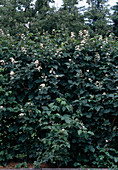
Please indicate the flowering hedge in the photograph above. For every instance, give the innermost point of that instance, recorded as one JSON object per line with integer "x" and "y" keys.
{"x": 59, "y": 100}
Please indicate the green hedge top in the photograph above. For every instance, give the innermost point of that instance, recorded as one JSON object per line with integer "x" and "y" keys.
{"x": 59, "y": 99}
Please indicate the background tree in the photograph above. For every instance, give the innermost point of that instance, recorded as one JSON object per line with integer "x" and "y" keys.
{"x": 98, "y": 15}
{"x": 15, "y": 14}
{"x": 115, "y": 19}
{"x": 69, "y": 17}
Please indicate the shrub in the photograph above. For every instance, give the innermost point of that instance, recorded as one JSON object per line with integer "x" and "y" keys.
{"x": 59, "y": 100}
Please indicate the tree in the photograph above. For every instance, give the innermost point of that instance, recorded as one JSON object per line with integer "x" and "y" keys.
{"x": 97, "y": 15}
{"x": 69, "y": 17}
{"x": 15, "y": 14}
{"x": 115, "y": 19}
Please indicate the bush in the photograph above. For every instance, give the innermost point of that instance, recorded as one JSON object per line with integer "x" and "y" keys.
{"x": 59, "y": 100}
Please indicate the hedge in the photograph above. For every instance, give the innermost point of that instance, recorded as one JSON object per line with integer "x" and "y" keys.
{"x": 59, "y": 100}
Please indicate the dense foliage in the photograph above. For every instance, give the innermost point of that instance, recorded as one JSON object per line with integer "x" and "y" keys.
{"x": 18, "y": 17}
{"x": 59, "y": 100}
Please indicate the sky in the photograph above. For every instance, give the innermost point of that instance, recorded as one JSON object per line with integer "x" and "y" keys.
{"x": 58, "y": 3}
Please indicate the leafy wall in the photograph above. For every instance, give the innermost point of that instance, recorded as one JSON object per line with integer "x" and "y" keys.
{"x": 59, "y": 100}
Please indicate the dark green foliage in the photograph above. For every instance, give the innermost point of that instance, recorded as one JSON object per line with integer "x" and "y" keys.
{"x": 115, "y": 19}
{"x": 59, "y": 100}
{"x": 98, "y": 15}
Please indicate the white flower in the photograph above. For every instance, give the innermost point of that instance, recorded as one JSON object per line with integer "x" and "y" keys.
{"x": 1, "y": 107}
{"x": 104, "y": 94}
{"x": 42, "y": 85}
{"x": 12, "y": 73}
{"x": 80, "y": 33}
{"x": 36, "y": 63}
{"x": 41, "y": 44}
{"x": 21, "y": 114}
{"x": 39, "y": 68}
{"x": 72, "y": 35}
{"x": 57, "y": 76}
{"x": 100, "y": 37}
{"x": 13, "y": 60}
{"x": 23, "y": 49}
{"x": 51, "y": 71}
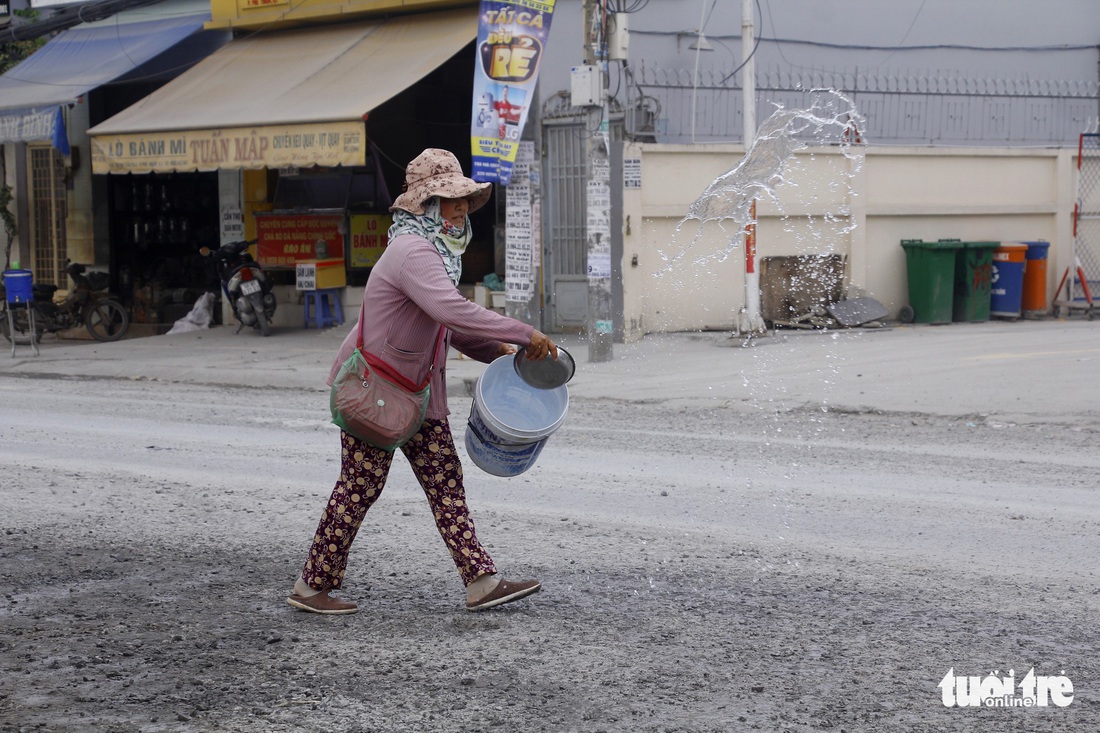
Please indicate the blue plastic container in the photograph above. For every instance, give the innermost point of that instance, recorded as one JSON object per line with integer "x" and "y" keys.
{"x": 19, "y": 285}
{"x": 510, "y": 420}
{"x": 1008, "y": 281}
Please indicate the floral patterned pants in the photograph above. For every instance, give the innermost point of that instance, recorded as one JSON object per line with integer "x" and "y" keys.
{"x": 363, "y": 471}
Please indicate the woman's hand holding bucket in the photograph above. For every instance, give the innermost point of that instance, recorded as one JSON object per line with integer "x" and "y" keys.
{"x": 540, "y": 347}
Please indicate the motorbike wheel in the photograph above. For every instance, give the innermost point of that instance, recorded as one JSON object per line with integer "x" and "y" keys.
{"x": 107, "y": 320}
{"x": 265, "y": 327}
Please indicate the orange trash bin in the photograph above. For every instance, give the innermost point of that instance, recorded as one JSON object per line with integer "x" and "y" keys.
{"x": 1033, "y": 301}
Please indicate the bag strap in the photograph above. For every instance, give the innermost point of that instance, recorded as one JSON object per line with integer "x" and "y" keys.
{"x": 389, "y": 372}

> [WHAT IS REQUIRED]:
Transcribe all of the records above line for line, without any changes, and leave out the pictures.

> [WRITTEN ANSWER]:
Please indicate the flowering hedge in the photograph above. For every instance, give the innermost point of that instance, recorded as one JSON object per line with integer "x" and "y" keys.
{"x": 59, "y": 100}
Please indicate the green hedge top in the photograph above. For every instance, give the innermost point of that instance, recorded as one JSON object per line with integer "x" and "y" keys.
{"x": 59, "y": 99}
Please indicate the background tree in the photograph above. For every instance, give the innermost point of that instance, recorded as one JSON object per line with integer "x" and "y" keys.
{"x": 98, "y": 15}
{"x": 15, "y": 14}
{"x": 115, "y": 19}
{"x": 69, "y": 17}
Please indicate the shrub in the photograph above. For every instance, give the innermost point of that instance, recorded as one JSON object per line with integer "x" and "y" keys.
{"x": 59, "y": 100}
Please indicate the tree in the photograph above. For every instance, give the innermost point of that instance, recorded as one JSON object per line with integer "x" and "y" keys.
{"x": 97, "y": 15}
{"x": 69, "y": 17}
{"x": 15, "y": 14}
{"x": 115, "y": 19}
Please indicate the bush in the photograph above. For every instance, give the innermost point of that instance, recorded as one JSON object per line with integer "x" and "y" keys.
{"x": 59, "y": 100}
Please indicate the hedge in the photograph above. For every instance, give the innermost point of that instance, recorded as one JSON object per line with integer "x" and "y" keys.
{"x": 59, "y": 100}
Please indicate the dense foliage in the photograph above. For every instance, give the innermost point of that instance, recorded as one JSON object per line with integer "x" and "y" keys.
{"x": 18, "y": 17}
{"x": 59, "y": 100}
Please indicate the sky in the photograph above. For every instance, give the innermost point of that instance, recorded as one JSON object per line with integer "x" and "y" keys.
{"x": 58, "y": 3}
Please indicate the leafy wall in the photograph above. For every instance, give the innermost point of that instance, recorded as one JSON object per line with integer "x" and "y" keys.
{"x": 59, "y": 100}
Please indicate the dark green foliage in the photograph above. For every instance, give the innermost point of that instance, recorded as one JSON object per line with integer "x" and "y" keys.
{"x": 115, "y": 19}
{"x": 59, "y": 100}
{"x": 98, "y": 15}
Please indicate the white flower in the photograph above. For every instance, give the innermost point of that instance, recorded as one JSON object per line with integer "x" and "y" keys.
{"x": 1, "y": 107}
{"x": 104, "y": 94}
{"x": 42, "y": 85}
{"x": 12, "y": 73}
{"x": 80, "y": 33}
{"x": 36, "y": 63}
{"x": 41, "y": 44}
{"x": 21, "y": 114}
{"x": 39, "y": 68}
{"x": 72, "y": 35}
{"x": 57, "y": 76}
{"x": 100, "y": 37}
{"x": 13, "y": 60}
{"x": 23, "y": 49}
{"x": 51, "y": 71}
Please indicate the blue plastic container in the photograph above. For every instance, give the innermost point of that instance, recorded as one JSON object per line with integer "x" and "y" keys.
{"x": 19, "y": 285}
{"x": 510, "y": 420}
{"x": 1008, "y": 281}
Please indicate the floral patterned pants in the photograph above. For every instance, give the innermost point of that instance, recorded as one JSON object per line with integer "x" and "y" keys.
{"x": 363, "y": 471}
Please indicate the woman's hand holding bucket in the photograph above. For every instance, give the innermost point of that instance, recorded as one JSON object per line with integer "x" and "y" keys.
{"x": 540, "y": 347}
Please indicate the motorbike wheel in the photograph above. For every instance, give the innermost point of that instance, recorded as one JSON object per line with integer "x" and "y" keys.
{"x": 107, "y": 320}
{"x": 265, "y": 327}
Please indicate the orange trash bin in the photograph above. For every instance, give the innermost point of that instance, recorded as one JSON object per line with integer "x" and "y" keys.
{"x": 1033, "y": 301}
Please indicate the bag strap in the photograph above. For every instance, give the innermost point of that instance, recorded as one JSON object per line with integer "x" and "y" keys.
{"x": 389, "y": 372}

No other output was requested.